Source passage:
□ □ □

Ivana Nikolic: Journey from war refugee to UNCG to outstanding cardiologist

Posted on October 04, 2022

Dr. Ivana Nikolic

Dr. Ivana Nikolic ’02 is a refugee from Bosnia who found her way to UNCG’s Biology Department.

When her family arrived in Greensboro, Nikolic was the only one who spoke English, and she had already graduated high school. So their resettlement agency went about lining up a job for her. After all, somebody needed to work.

She was to be a manager at a candle factory. But her parents, themselves well-educated, heard of the plan and were insistent – “No,” they said, “Ivana will go to school.”

“My parents told me, ‘Go find the nearest school,’ so one morning I went to the bus stop, got on a bus, and asked – in my very proper British English – if the driver could please take me to the nearest university,” she said. Just a few stops later, the driver opened the door, informing Nikolic, “This is your stop.” It was UNCG.

UNCG’s Biology Department quickly became like a second home for Nikolic. “I was either working in the lab or in this cubby space in the Eberhart Building,” she said. “It felt like a family. I felt very safe and supported.”

She conducted research alongside treasured faculty mentors: cell biology with Dr. Karen Katula and embryology in frogs with Dr. Mark Hens.

Her biology professors, she said, understood her situation. They knew that her life was complicated, that her parents didn’t speak English, that she was working several jobs as a math tutor to support her family. Nikolic also volunteered as an interpreter for her resettlement agency. The role often took her to doctor’s offices, where she would translate for displaced families much like her own.

The experience, in part, inspired her decision to become a doctor. With help from UNCG’s pre-medical advisor at the time, Dr. Rob Cannon, Nikolic was accepted to some of the country’s top medical schools. She chose Duke University School of Medicine and later received prestigious postdoctoral positions at the University of Pennsylvania, Brigham and Women’s Hospital, and Harvard University.

These days, Nikolic is an established cardiologist at Massachusetts General Hospital in Boston, where she also teaches medicine at Harvard.

It would be easy to conclude that life has turned out well for Nikolic, that perhaps leaving Bosnia was beneficial, in the end. But that would be an oversimplification. “People who haven’t had to leave their home don’t understand what it means,” she said. “Once a refugee, always a refugee. It took my family 20 years to get back to where we originally started before the war.”

□ □ □

Given information:

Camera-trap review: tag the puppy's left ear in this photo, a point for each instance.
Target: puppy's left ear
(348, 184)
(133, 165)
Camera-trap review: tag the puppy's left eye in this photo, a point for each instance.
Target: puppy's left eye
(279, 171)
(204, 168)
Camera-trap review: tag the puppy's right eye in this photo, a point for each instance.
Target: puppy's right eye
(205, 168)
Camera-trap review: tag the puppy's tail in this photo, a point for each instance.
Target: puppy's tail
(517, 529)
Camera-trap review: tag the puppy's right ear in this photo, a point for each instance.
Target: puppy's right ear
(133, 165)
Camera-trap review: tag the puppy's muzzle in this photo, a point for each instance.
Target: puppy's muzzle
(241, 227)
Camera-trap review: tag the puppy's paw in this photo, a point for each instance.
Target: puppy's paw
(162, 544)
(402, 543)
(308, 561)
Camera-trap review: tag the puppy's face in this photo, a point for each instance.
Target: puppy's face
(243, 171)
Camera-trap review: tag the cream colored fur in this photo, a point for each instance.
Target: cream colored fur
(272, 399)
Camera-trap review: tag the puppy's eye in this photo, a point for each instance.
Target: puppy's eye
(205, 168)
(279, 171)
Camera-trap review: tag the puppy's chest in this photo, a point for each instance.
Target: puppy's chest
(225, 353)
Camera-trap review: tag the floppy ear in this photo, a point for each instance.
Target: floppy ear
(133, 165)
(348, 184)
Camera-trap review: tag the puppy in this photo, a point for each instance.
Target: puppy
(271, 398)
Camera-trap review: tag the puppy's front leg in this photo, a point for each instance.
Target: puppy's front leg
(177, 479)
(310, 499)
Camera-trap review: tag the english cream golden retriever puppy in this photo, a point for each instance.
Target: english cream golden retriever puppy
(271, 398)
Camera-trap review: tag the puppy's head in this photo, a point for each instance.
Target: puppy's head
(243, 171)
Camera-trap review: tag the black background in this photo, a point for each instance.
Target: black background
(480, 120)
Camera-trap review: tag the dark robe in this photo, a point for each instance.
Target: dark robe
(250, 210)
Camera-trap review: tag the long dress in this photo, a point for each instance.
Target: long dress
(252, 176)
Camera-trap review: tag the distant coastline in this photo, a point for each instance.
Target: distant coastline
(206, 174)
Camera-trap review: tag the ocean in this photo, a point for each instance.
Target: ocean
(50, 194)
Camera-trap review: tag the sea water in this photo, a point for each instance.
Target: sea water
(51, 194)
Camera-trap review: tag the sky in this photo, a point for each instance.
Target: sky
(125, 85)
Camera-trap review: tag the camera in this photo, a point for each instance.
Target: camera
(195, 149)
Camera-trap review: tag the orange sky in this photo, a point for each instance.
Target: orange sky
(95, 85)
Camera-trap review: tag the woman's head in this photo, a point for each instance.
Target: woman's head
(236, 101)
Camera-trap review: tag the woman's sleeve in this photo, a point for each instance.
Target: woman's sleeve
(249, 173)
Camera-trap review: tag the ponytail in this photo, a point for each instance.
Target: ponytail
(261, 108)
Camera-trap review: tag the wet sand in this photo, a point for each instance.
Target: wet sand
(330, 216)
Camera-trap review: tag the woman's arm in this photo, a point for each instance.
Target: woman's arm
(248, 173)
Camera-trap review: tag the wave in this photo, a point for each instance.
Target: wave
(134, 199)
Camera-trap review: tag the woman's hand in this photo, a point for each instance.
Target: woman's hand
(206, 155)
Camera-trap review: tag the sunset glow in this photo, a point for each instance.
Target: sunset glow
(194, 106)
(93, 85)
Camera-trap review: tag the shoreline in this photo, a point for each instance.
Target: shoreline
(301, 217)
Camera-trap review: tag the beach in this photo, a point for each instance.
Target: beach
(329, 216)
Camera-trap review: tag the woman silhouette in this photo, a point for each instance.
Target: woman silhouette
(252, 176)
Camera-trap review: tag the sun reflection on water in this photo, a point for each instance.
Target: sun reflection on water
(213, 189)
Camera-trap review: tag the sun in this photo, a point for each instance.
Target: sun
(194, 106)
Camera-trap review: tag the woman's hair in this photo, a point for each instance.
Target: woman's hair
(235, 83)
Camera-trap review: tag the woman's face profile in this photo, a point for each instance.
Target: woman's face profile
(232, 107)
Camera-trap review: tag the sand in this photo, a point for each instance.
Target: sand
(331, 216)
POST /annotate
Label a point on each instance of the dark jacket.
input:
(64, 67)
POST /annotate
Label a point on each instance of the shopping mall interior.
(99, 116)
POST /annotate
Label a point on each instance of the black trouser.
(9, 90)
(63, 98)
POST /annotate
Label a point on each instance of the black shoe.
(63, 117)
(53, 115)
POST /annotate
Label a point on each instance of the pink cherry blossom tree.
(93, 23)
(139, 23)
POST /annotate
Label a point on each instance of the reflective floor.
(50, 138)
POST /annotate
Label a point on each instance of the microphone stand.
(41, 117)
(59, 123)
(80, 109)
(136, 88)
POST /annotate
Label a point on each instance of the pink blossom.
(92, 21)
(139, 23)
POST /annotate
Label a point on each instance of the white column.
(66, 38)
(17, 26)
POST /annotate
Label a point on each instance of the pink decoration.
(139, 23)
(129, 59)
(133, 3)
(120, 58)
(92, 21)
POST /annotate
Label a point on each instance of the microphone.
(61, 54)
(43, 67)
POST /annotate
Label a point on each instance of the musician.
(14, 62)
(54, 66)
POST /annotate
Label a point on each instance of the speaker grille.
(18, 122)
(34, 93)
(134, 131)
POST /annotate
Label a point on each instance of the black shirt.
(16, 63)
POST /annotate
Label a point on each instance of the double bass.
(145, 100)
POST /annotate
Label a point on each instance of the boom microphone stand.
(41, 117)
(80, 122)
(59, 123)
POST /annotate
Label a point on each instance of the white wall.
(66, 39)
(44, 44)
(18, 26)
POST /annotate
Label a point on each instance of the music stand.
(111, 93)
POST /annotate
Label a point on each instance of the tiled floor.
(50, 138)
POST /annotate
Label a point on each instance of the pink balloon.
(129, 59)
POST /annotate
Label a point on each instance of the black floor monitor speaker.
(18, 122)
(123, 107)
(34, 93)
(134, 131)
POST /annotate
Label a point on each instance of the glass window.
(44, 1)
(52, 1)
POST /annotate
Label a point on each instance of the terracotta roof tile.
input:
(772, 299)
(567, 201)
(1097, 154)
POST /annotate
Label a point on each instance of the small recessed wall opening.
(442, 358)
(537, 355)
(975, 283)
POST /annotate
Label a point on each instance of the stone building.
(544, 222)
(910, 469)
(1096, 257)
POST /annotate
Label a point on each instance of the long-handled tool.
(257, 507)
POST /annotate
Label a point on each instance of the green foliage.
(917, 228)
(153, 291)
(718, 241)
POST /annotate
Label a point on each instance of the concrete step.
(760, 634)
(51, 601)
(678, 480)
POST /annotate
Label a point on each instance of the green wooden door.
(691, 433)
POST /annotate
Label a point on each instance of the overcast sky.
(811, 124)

□ □ □

Problem to work on: Repeat word for word the passage of the Ivana Nikolic profile starting at "UNCG’s Biology Department quickly" and ending at "Dr. Mark Hens.". Draw only on the Ivana Nikolic profile, not on the data.

Task result:
UNCG’s Biology Department quickly became like a second home for Nikolic. “I was either working in the lab or in this cubby space in the Eberhart Building,” she said. “It felt like a family. I felt very safe and supported.”

She conducted research alongside treasured faculty mentors: cell biology with Dr. Karen Katula and embryology in frogs with Dr. Mark Hens.